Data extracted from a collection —
------
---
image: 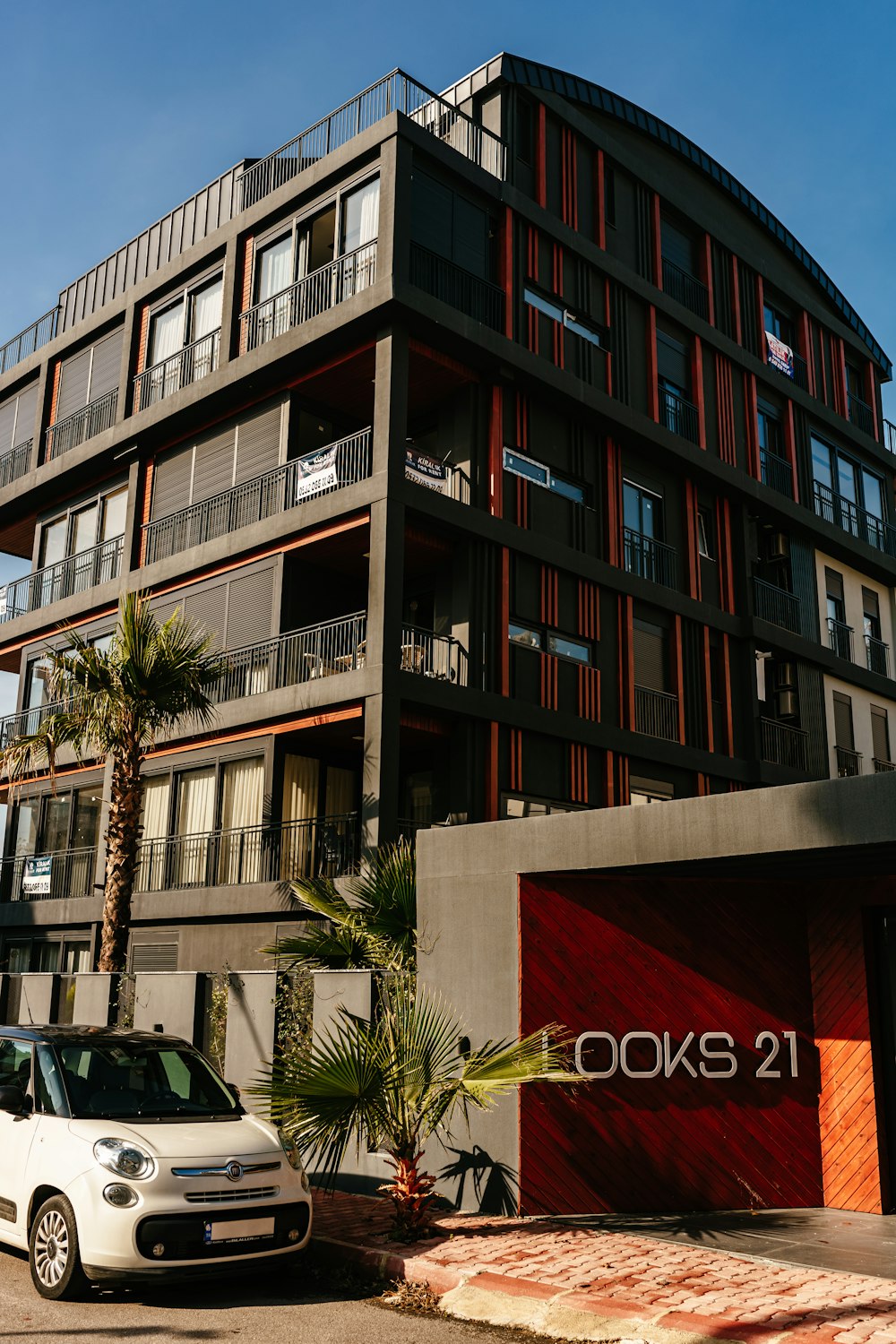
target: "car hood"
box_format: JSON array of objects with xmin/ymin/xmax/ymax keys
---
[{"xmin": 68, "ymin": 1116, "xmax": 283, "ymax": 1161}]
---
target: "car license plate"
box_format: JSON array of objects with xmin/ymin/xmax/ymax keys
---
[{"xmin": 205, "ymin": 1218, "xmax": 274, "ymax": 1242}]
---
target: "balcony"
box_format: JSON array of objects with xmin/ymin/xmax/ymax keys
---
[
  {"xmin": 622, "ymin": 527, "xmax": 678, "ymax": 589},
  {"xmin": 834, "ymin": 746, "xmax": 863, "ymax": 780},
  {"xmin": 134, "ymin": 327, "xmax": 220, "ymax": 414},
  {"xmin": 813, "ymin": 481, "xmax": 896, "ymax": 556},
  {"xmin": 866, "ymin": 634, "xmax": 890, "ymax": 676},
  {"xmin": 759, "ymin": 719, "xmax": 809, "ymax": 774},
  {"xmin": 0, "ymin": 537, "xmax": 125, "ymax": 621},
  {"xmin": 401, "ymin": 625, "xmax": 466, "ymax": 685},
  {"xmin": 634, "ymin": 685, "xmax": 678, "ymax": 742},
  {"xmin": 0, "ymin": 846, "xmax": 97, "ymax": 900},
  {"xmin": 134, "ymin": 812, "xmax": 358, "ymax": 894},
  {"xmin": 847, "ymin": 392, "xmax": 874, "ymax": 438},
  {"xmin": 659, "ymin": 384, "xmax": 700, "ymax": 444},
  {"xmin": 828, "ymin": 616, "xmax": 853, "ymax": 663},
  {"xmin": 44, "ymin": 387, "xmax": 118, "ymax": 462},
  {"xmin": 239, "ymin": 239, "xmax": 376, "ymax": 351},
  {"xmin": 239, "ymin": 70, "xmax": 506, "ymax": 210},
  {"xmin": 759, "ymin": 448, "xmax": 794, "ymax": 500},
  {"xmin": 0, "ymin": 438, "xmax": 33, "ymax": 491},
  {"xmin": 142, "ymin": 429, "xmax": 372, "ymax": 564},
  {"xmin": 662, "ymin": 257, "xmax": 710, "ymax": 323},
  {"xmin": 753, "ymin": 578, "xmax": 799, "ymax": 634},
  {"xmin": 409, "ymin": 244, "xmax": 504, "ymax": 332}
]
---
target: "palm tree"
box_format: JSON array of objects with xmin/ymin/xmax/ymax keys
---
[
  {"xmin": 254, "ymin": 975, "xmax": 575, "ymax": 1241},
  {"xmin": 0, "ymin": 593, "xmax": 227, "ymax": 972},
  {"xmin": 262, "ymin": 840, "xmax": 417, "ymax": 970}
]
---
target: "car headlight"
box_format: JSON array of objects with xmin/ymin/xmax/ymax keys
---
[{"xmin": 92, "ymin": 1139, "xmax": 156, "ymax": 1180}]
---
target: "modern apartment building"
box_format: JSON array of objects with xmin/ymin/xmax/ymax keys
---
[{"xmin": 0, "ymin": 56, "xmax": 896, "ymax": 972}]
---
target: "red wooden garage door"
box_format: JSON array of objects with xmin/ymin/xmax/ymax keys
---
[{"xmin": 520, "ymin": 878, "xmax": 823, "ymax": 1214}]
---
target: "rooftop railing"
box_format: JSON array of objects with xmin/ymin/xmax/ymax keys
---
------
TASK OBJECTIVE — Pull out every line of the data that contains the string "target", treating uppercase and lowercase as different.

COMPLETE ANSWER —
target: "car hood"
target: "car license plate"
target: "balcony"
target: "palm tree"
target: "car headlight"
target: "modern apartment building"
target: "red wooden garage door"
target: "rooftop railing"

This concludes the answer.